Direction. Arrange the listing below as a two-column CSV with the header row instruction,answer and one row per item in the listing. Put each item's text and its answer in their own double-quoted fields, with line breaks replaced by spaces.

(Lines of data)
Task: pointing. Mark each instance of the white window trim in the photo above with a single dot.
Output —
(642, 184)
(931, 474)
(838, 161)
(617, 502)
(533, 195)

Output for this exercise.
instruction,answer
"Task: pointing. Mark each instance of the white window trim in the photo above with a single dot. Output —","(642, 184) (931, 474) (838, 161) (617, 502) (533, 195)"